Data records:
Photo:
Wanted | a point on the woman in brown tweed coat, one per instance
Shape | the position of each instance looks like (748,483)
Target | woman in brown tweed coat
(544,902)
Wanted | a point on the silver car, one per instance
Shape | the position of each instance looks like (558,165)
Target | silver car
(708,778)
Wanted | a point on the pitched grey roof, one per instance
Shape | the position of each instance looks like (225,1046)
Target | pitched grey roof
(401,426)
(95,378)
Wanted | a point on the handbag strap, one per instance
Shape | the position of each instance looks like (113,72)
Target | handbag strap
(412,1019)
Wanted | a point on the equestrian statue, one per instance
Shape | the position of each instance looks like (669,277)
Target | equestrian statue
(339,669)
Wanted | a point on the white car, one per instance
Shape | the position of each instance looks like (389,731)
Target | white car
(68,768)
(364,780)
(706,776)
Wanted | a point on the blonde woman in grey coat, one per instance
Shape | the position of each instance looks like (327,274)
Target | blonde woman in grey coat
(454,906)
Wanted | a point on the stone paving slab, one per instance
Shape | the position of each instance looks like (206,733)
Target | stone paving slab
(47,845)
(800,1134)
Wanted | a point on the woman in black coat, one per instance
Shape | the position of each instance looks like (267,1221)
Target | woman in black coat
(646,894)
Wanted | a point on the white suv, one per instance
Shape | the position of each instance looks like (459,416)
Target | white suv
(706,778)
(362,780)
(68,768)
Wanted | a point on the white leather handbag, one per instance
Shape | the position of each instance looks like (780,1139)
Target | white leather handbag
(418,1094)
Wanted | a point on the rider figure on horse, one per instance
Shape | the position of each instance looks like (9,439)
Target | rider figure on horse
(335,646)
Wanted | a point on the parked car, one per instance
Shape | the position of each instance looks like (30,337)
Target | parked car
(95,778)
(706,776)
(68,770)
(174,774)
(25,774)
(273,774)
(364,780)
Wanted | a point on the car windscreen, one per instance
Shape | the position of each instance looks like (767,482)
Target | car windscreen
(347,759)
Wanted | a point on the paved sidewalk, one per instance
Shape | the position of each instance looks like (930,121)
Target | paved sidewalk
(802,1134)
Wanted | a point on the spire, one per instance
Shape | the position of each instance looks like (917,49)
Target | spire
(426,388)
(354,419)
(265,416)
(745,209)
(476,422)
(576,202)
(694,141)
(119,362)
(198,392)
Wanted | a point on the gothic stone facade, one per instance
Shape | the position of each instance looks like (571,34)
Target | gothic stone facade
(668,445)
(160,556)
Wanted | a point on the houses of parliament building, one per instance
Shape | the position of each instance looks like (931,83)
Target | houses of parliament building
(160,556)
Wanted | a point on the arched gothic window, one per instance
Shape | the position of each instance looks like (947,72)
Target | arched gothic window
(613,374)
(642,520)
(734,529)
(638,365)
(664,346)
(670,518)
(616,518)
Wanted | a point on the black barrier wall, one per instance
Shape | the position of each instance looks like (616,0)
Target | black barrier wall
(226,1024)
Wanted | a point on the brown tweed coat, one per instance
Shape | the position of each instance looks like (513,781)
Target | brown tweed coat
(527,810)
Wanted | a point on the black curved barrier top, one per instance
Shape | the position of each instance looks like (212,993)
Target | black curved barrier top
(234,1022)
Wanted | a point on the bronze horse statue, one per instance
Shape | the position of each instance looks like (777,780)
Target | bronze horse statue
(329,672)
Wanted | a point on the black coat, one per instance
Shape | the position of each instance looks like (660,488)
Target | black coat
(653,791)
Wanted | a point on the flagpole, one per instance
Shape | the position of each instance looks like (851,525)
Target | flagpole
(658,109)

TASK
What you return must match the entries exactly, word for word.

OUTPUT OF THE EXERCISE
Photo:
Wanted | a point on the woman in brown tweed coat, one per instance
Shape | the position of each instance looks like (748,483)
Target | woman in brown tweed coat
(544,902)
Wanted | a point on the silver car, one per instance
Shape | the position of each instance looks like (558,165)
Target | silver car
(708,778)
Wanted | a point on the pitched grey roof, one per instance
Shape | the position of each instance looks like (225,1046)
Target | pitched grey roof
(401,426)
(95,378)
Wanted | a point on the handbag strap, one per instance
Shape | the position of each instance looks like (113,72)
Target | handbag strap
(412,1019)
Wanted | a point on the equestrian statue, one per instance
Shape | the position of each instance looks like (669,277)
Target | equestrian statue
(339,669)
Wanted | a point on the white car, one per instance
Shape | the position of each instance looks like (389,731)
Target | white car
(68,768)
(364,780)
(706,776)
Wanted | a point on the blonde woman in grey coat, one per instance
Shape | the position of each instance looks like (327,274)
Target | blonde woman in grey coat
(454,906)
Wanted | a point on the stone paving slab, one per instance
Shape | the position of each instance looks like (206,733)
Target | stone paving slab
(47,845)
(800,1134)
Wanted | a point on the woman in black coat, one per instance
Shape | the position of each instance looks like (267,1221)
Target | woman in black coat
(646,894)
Wanted | a point on the white suv, one per instance
Shape | the position of each instance looks like (459,416)
Target | white suv
(706,778)
(362,780)
(68,768)
Wanted | a point on the white leather handbag, one per instance
Shape | the position of each instance looks like (780,1139)
Target | white leather handbag
(418,1094)
Wanted | a point on the rider figure on horse, one per instance
Shape | the position of each instance looks like (9,439)
Target | rider figure on horse
(335,646)
Wanted | a point on the parked car, one per instance
Shape | the position of each instance looks like (30,337)
Target | parked car
(95,778)
(706,776)
(68,770)
(174,774)
(25,774)
(273,774)
(364,780)
Wanted | a point on the car windscreen, one per instance
Shape | the position of each instance looks like (767,482)
Target | car windscreen
(347,759)
Wanted | a point on the paved sidewalk, one per instance
Shape | the position of each instance looks like (930,121)
Target | paved sidewalk
(802,1134)
Wanted | a point on the spire, one per instance
Shape | the position of each instance looks like (917,49)
Target | spire
(426,388)
(354,419)
(265,416)
(745,209)
(476,422)
(576,202)
(694,141)
(119,362)
(198,392)
Wanted | a point on the gothic stone facade, one per instance
Shape | the position of each instance looks like (571,34)
Target | gothic stone facade
(668,445)
(160,556)
Wanted | a point on the houses of parliament building, one per instance
Shape | the position of each instance looks like (931,83)
Target | houses of parliament building
(160,556)
Wanted | a point on the arched gothic window, one per instance
Shape | the position of each instance looks like (947,72)
Target | arched gothic window
(613,374)
(642,520)
(734,529)
(638,365)
(664,346)
(670,518)
(616,518)
Wanted | a point on the black barrier wall, one per instance
Shape | the position of each instance looks like (616,0)
Target | black barrier wall
(226,1024)
Wanted | a point on the brown tweed coat, one per instance
Shape | the position of each instance looks like (513,781)
Target | brown tweed coat
(527,810)
Wanted | a point on the black curved barrier top, one per instance
Shape | the position of each instance looks like (212,993)
Target | black curved barrier top
(234,1022)
Wanted | a point on the bronze horse statue, one per instance
Shape | the position of each instance looks like (777,780)
Target | bronze horse statue
(329,672)
Wanted | a point on the black coat, one per instance
Shape | the position of each instance looks like (660,488)
Target | black coat
(653,791)
Wanted | a point on the flagpole, one per instance
Shape | the position of each instance looks like (851,525)
Target | flagpole
(658,109)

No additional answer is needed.